▶ Problem to solve: Turn all the entries below into a single numbered list, one line per number. Skip any blank lines and leave the pictures out.

— START Stored data —

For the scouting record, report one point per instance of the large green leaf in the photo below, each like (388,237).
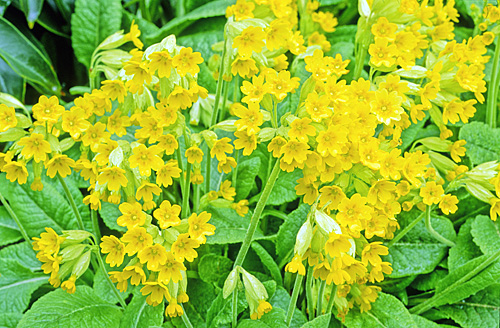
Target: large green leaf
(17,283)
(483,142)
(486,234)
(176,25)
(418,252)
(81,309)
(480,310)
(465,249)
(92,22)
(230,228)
(139,314)
(9,231)
(37,210)
(387,312)
(26,59)
(287,233)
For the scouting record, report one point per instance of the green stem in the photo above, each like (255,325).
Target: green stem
(433,232)
(421,308)
(491,103)
(309,279)
(71,202)
(329,306)
(405,230)
(321,295)
(110,283)
(215,112)
(293,299)
(235,308)
(187,191)
(256,215)
(15,218)
(185,319)
(95,224)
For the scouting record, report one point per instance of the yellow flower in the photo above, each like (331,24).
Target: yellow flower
(168,215)
(187,61)
(183,248)
(59,164)
(146,159)
(47,109)
(35,146)
(114,89)
(156,292)
(431,193)
(114,177)
(114,248)
(171,270)
(7,118)
(220,148)
(161,62)
(155,256)
(251,39)
(246,142)
(199,226)
(132,215)
(136,238)
(448,204)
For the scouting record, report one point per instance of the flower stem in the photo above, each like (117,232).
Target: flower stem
(15,218)
(427,305)
(433,232)
(293,299)
(106,275)
(491,103)
(405,230)
(256,215)
(71,202)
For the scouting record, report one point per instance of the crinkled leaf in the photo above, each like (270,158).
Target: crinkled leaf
(139,314)
(81,309)
(17,283)
(91,23)
(483,142)
(26,59)
(418,252)
(387,312)
(480,310)
(230,228)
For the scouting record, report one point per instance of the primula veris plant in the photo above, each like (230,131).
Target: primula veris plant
(165,140)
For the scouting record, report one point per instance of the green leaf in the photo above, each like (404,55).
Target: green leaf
(387,312)
(465,249)
(31,9)
(214,268)
(247,171)
(26,59)
(178,24)
(81,309)
(319,322)
(284,188)
(17,283)
(9,231)
(92,22)
(103,290)
(268,262)
(230,228)
(287,234)
(23,254)
(37,210)
(139,314)
(483,142)
(418,252)
(486,234)
(480,310)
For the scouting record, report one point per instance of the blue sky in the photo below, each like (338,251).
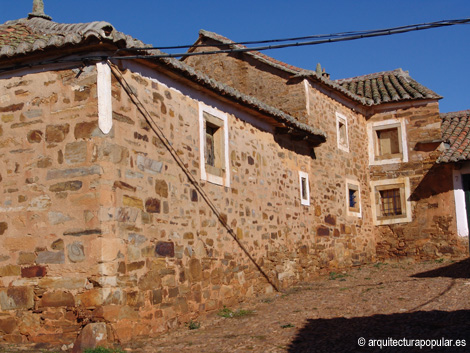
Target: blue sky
(437,58)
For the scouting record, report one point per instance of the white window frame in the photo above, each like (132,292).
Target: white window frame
(205,174)
(349,212)
(406,217)
(304,201)
(372,127)
(341,119)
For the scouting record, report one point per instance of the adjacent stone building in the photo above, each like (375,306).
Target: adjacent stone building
(139,193)
(385,123)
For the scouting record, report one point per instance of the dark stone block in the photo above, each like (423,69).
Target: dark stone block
(323,231)
(33,271)
(79,233)
(56,133)
(330,220)
(166,249)
(152,205)
(57,299)
(73,185)
(3,227)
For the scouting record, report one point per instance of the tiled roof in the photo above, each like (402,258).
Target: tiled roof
(388,86)
(28,35)
(369,90)
(295,71)
(37,34)
(455,129)
(260,56)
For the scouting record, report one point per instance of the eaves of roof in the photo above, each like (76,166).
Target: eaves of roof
(369,90)
(36,35)
(25,36)
(455,129)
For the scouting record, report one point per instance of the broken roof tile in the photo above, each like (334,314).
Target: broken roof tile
(455,129)
(396,85)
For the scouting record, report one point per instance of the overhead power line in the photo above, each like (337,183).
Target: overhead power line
(319,39)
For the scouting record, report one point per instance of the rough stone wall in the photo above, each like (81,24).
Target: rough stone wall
(250,77)
(432,232)
(50,210)
(179,260)
(108,228)
(350,237)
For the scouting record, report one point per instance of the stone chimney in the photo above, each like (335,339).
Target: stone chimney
(38,11)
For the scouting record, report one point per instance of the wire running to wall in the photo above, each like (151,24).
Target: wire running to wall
(153,125)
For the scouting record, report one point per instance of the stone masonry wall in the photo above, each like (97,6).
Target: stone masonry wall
(250,77)
(333,168)
(432,232)
(179,261)
(50,221)
(337,234)
(108,228)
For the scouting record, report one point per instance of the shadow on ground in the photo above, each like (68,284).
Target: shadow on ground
(342,335)
(459,269)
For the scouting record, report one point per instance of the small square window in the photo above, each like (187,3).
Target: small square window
(387,142)
(390,202)
(353,195)
(214,146)
(304,189)
(342,132)
(390,198)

— END Stored data —

▶ Task answer:
1. For the scouting record, report one point per instance of the large green leaf in the photo below, each like (388,237).
2. Target: large green leaf
3. (17,283)
4. (483,142)
5. (486,234)
6. (176,25)
7. (418,252)
8. (81,309)
9. (480,310)
10. (465,249)
11. (92,22)
12. (230,228)
13. (139,314)
14. (9,231)
15. (37,210)
16. (387,312)
17. (26,59)
18. (287,233)
19. For the scouting record, report one point per instance of the green stem in the photo above, each like (255,325).
20. Target: green stem
21. (433,232)
22. (421,308)
23. (491,103)
24. (309,279)
25. (71,202)
26. (329,306)
27. (405,230)
28. (321,295)
29. (110,283)
30. (215,112)
31. (293,299)
32. (235,308)
33. (187,191)
34. (256,215)
35. (15,218)
36. (185,319)
37. (95,224)
38. For the scouting record, report one point per instance of the yellow flower in the photo above, each like (331,24).
39. Target: yellow flower
40. (168,215)
41. (187,61)
42. (183,248)
43. (59,164)
44. (146,159)
45. (47,109)
46. (35,146)
47. (114,89)
48. (156,292)
49. (431,193)
50. (114,177)
51. (114,248)
52. (171,270)
53. (7,118)
54. (220,148)
55. (161,62)
56. (155,256)
57. (251,39)
58. (246,142)
59. (199,226)
60. (132,215)
61. (136,238)
62. (448,204)
63. For the scouting record, report one point per instance of the flower stem in the photo above, each like (117,232).
64. Target: flower stem
65. (15,218)
66. (427,305)
67. (433,232)
68. (293,299)
69. (106,275)
70. (491,103)
71. (405,230)
72. (256,215)
73. (71,202)
74. For the scouting record, report one point per instance of the crinkled leaf in the photo above, each like (270,158).
75. Target: crinkled leaf
76. (139,314)
77. (81,309)
78. (17,283)
79. (91,23)
80. (483,142)
81. (26,59)
82. (418,252)
83. (387,312)
84. (480,310)
85. (230,228)
86. For the scouting record, report one point per instance of the primula veris plant in the photo above, each like (230,131).
87. Target: primula veris plant
88. (165,140)
89. For the scouting record, report one point per instance of the green leaf in the photo above, each like (404,55).
90. Target: green leaf
91. (387,312)
92. (465,249)
93. (31,9)
94. (214,268)
95. (247,171)
96. (26,59)
97. (178,24)
98. (81,309)
99. (319,322)
100. (284,188)
101. (17,283)
102. (9,231)
103. (92,22)
104. (103,290)
105. (268,262)
106. (230,228)
107. (287,234)
108. (23,254)
109. (37,210)
110. (139,314)
111. (483,142)
112. (418,252)
113. (486,234)
114. (480,310)
115. For the scouting record, report one point per instance of the blue sky in the photo below, each like (338,251).
116. Target: blue sky
117. (437,58)
118. For the scouting record, report one point per instance of the white window frame in the photo above, each like (132,292).
119. Target: white window frame
120. (205,174)
121. (349,212)
122. (406,217)
123. (304,201)
124. (372,127)
125. (341,119)
126. For the scouting record, report one point per instance of the adjacent stone building in the photo above, each like (375,306).
127. Target: adjacent stone building
128. (139,193)
129. (385,123)
130. For the scouting record, report one point per instance of the dark stone block in the photo above, each like (423,69).
131. Target: dark stone block
132. (323,231)
133. (33,271)
134. (79,233)
135. (56,133)
136. (330,220)
137. (166,249)
138. (152,205)
139. (57,299)
140. (73,185)
141. (3,227)
142. For the scouting record, report one point per instance of the tiled roof in the photo above, each like (402,258).
143. Target: tiled roof
144. (388,86)
145. (28,35)
146. (369,90)
147. (295,71)
148. (37,34)
149. (455,129)
150. (260,56)
151. For the scouting record, report one point per instance of the eaves of roof in the photo above, each like (76,166).
152. Target: eaves of roof
153. (369,90)
154. (36,35)
155. (25,36)
156. (455,129)
157. For the scouting record, report one point per instance of the broken roof tile in the photo above, each like (334,314).
158. Target: broken roof tile
159. (455,129)
160. (396,85)
161. For the scouting record, report one point per instance of the overhead power line in the photo above, each like (337,183).
162. Target: overhead power line
163. (319,39)
164. For the scouting record, report one point per instance of the rough stone wall in the photo above, each like (81,24).
165. Target: rough stone wall
166. (250,77)
167. (432,232)
168. (50,210)
169. (179,260)
170. (108,228)
171. (350,237)
172. For the scouting record, report one point per instance of the stone chimney in the photo above, each like (335,339).
173. Target: stone chimney
174. (38,11)
175. For the scouting record, report one point per instance of the wire running to wall in the photo above, each like (151,24).
176. Target: wire running to wall
177. (153,125)
178. For the scouting record, report one point per instance of the stone masonry wall in the photo above, each like (97,6).
179. Target: stone masonry wall
180. (250,77)
181. (333,168)
182. (432,232)
183. (179,261)
184. (50,221)
185. (337,234)
186. (108,228)
187. For the scouting record, report one point per instance of the shadow on ground in the photo above, each like (68,284).
188. Target: shadow on ground
189. (342,335)
190. (459,269)
191. For the scouting record, report one point per instance of the small square window in the photo above, each like (187,3).
192. Target: small square window
193. (387,142)
194. (390,202)
195. (353,195)
196. (214,146)
197. (304,189)
198. (342,132)
199. (390,198)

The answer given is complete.